DATA FOR PROCESSING
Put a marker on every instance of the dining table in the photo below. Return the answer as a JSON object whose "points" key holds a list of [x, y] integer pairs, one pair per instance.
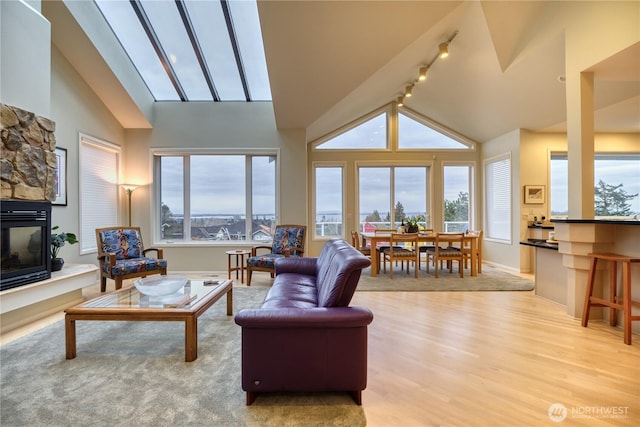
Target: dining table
{"points": [[374, 240]]}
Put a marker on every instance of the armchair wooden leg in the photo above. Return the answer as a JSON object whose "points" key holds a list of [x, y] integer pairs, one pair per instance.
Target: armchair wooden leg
{"points": [[356, 395]]}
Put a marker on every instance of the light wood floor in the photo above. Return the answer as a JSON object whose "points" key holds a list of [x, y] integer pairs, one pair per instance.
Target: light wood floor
{"points": [[486, 359]]}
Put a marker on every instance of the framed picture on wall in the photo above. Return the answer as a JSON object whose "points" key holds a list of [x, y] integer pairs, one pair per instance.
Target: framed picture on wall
{"points": [[61, 175], [534, 194]]}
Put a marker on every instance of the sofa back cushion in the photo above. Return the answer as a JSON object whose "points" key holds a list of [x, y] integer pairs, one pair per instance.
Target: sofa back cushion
{"points": [[337, 273]]}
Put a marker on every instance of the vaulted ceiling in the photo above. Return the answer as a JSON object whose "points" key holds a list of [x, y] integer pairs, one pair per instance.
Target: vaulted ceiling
{"points": [[330, 62]]}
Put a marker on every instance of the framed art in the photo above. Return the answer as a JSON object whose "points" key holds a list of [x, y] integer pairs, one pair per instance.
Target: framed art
{"points": [[534, 194], [61, 175]]}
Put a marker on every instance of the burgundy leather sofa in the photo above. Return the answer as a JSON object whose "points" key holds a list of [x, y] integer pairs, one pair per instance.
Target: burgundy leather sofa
{"points": [[305, 337]]}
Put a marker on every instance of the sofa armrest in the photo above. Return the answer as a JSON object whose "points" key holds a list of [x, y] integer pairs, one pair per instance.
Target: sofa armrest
{"points": [[301, 318], [305, 266]]}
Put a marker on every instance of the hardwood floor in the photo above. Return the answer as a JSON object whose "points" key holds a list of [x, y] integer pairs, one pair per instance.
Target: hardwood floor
{"points": [[486, 359], [493, 359]]}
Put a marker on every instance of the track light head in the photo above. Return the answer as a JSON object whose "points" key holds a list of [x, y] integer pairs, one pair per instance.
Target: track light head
{"points": [[443, 50], [407, 91], [423, 74]]}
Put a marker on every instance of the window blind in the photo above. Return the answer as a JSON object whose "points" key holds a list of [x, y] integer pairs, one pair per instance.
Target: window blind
{"points": [[98, 173], [498, 197]]}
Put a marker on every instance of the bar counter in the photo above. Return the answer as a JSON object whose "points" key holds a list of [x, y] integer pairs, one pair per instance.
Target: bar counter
{"points": [[579, 237]]}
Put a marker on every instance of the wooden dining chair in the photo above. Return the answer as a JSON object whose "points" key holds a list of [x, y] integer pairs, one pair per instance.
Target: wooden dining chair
{"points": [[358, 242], [466, 249], [448, 248], [403, 247], [382, 247]]}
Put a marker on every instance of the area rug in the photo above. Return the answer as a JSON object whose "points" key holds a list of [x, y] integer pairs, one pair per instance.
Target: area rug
{"points": [[133, 373], [491, 279]]}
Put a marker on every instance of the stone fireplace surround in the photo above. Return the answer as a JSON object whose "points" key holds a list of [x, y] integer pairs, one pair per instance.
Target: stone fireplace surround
{"points": [[28, 172], [28, 161]]}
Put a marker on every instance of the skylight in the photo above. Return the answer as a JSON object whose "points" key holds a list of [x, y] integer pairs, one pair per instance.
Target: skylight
{"points": [[193, 50]]}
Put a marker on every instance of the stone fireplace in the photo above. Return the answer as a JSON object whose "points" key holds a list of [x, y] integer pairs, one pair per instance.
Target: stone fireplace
{"points": [[28, 161], [29, 179]]}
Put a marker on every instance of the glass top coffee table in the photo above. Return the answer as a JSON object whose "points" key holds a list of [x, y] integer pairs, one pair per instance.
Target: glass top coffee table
{"points": [[129, 304]]}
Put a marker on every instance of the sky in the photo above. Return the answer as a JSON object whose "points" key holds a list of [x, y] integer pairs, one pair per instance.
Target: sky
{"points": [[612, 172]]}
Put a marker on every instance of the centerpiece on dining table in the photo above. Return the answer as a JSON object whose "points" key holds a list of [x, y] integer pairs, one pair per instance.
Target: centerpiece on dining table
{"points": [[412, 223]]}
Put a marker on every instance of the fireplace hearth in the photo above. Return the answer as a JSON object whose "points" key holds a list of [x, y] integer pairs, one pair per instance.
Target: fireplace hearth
{"points": [[25, 242]]}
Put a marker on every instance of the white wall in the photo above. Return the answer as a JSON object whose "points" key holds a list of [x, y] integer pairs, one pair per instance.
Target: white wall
{"points": [[75, 108], [25, 60]]}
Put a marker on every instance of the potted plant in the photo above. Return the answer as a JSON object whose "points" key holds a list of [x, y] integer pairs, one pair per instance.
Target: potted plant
{"points": [[413, 223], [58, 240]]}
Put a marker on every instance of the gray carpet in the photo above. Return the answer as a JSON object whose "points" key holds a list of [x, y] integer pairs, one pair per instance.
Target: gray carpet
{"points": [[491, 279], [133, 373]]}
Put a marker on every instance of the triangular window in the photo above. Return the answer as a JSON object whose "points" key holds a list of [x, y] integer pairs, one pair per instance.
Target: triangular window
{"points": [[367, 135], [414, 134]]}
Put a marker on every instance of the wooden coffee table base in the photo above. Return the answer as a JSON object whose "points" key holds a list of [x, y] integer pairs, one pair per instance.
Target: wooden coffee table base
{"points": [[188, 315]]}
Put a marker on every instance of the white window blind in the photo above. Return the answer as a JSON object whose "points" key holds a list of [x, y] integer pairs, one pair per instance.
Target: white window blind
{"points": [[498, 197], [99, 162]]}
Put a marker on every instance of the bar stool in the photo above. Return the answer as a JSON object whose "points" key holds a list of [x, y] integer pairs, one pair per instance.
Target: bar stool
{"points": [[613, 302]]}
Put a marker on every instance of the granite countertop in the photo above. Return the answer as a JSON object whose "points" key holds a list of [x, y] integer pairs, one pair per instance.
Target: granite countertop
{"points": [[543, 226], [539, 243], [630, 221]]}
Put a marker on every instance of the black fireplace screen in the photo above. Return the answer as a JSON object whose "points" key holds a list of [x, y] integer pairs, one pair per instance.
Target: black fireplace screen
{"points": [[25, 243]]}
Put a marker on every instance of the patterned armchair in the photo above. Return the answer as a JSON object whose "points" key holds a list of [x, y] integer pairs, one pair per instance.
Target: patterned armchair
{"points": [[122, 256], [288, 240]]}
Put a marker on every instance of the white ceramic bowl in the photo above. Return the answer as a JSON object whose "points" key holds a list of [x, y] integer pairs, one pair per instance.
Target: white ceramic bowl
{"points": [[160, 285]]}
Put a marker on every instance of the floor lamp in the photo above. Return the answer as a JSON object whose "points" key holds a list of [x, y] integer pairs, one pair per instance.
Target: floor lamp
{"points": [[129, 189]]}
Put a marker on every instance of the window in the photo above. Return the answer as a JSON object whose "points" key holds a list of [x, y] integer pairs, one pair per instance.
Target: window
{"points": [[193, 50], [208, 197], [617, 184], [416, 132], [387, 195], [497, 183], [457, 190], [99, 176], [328, 201]]}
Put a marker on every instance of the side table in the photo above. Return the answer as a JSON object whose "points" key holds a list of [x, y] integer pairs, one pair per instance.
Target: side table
{"points": [[239, 263]]}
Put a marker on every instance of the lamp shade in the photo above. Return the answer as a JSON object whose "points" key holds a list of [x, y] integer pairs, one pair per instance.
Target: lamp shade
{"points": [[129, 187]]}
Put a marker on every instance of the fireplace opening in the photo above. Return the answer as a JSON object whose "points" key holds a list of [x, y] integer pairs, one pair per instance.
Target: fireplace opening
{"points": [[25, 243]]}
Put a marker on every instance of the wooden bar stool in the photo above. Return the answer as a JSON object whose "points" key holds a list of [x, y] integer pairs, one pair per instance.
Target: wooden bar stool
{"points": [[614, 301]]}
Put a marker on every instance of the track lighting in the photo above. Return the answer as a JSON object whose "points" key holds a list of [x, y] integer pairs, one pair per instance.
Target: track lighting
{"points": [[407, 91], [423, 74], [443, 50]]}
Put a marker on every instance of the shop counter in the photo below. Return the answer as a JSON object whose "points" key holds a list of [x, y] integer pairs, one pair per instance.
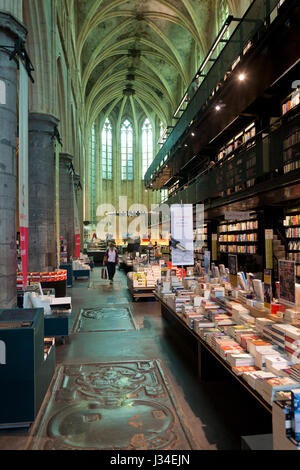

PROMPT
Above this instruction are the records; retype exactly the lines from the one containing "Target: patterned armchair" up to and including the one containing "Put a marker on every instance of the track lighting".

YOUR SOLUTION
Target: patterned armchair
{"points": [[122, 256], [288, 240]]}
Put a marker on every instance of the white ceramic bowl in the photo above. Return the answer as a JSON object whose "points" key holds a list of [x, y] integer pairs, one pair per instance.
Target: white ceramic bowl
{"points": [[160, 285]]}
Put a marker on every instance of the floor lamp in the photo above. Return the answer as a JSON object whose "points" key holds a list of [x, y] integer pairs, one pair per instance.
Target: floor lamp
{"points": [[129, 189]]}
Put a marker on every instance of the window in the photo above. Return the answer as a JSON object whose "points" key holds a list of [x, y] integer pairs, one pair per instance.
Target: window
{"points": [[193, 50], [208, 197], [617, 184], [416, 132], [387, 195], [497, 183], [457, 190], [99, 176], [328, 201]]}
Put a marker on every instance of the side table in the photo above. Return the answer as a JSON object whose "points" key holds a list of [x, y] integer pairs, one pair per instance.
Target: side table
{"points": [[239, 263]]}
Put a marker on every instance of the lamp shade in the photo above. Return the answer as a JSON object whose "points" key holds a list of [x, y] integer pairs, one pair per instance.
Target: lamp shade
{"points": [[129, 187]]}
Put a marker on every instance of the fireplace opening in the photo above. Return the answer as a JSON object whose "points" key holds a list of [x, y] integer pairs, one pair per instance.
Target: fireplace opening
{"points": [[25, 243]]}
Put a marker on every instance of the wooden bar stool in the photo above. Return the answer as a JSON object whose "points" key holds a list of [x, y] integer pairs, one pair per instance.
Target: wooden bar stool
{"points": [[614, 301]]}
Put a marker on every instance of the track lighting in the photo above. Return the answer as a JSON object whose "points" key holds a list of [x, y] integer pairs, one pair per instance.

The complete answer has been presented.